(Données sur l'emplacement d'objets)

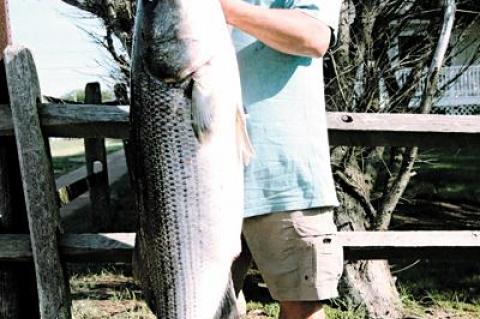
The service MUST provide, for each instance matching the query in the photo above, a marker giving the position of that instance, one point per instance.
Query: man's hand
(288, 31)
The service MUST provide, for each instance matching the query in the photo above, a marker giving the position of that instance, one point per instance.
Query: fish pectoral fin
(246, 151)
(203, 109)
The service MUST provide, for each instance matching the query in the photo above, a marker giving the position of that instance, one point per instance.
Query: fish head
(170, 43)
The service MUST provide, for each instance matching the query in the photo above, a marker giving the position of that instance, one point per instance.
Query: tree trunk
(370, 283)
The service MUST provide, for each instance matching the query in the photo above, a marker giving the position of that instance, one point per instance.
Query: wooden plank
(18, 291)
(96, 163)
(118, 247)
(411, 244)
(71, 120)
(424, 130)
(38, 183)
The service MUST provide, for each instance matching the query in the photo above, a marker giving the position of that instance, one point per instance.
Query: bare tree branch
(391, 199)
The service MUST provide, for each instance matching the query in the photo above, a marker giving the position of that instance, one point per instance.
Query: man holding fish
(289, 189)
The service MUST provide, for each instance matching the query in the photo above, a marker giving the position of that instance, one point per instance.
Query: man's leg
(299, 258)
(240, 267)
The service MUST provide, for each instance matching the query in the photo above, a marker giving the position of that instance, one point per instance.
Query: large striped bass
(188, 147)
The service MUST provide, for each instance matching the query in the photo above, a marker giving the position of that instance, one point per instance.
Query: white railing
(464, 90)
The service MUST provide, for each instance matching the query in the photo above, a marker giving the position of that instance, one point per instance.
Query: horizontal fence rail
(368, 129)
(118, 247)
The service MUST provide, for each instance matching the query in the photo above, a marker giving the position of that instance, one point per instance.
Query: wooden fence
(32, 122)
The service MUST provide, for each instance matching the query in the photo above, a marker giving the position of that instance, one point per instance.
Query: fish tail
(228, 306)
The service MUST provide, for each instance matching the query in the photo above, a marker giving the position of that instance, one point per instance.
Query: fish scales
(188, 146)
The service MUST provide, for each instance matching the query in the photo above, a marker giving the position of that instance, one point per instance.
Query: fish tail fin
(246, 151)
(228, 306)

#### Énoncé du problème
Trouvez chaque ligne des données qui contient le mot « fence », puis recopiez-les toutes.

#### Résultat de l'exercice
Query: horizontal fence rail
Query: wooden fence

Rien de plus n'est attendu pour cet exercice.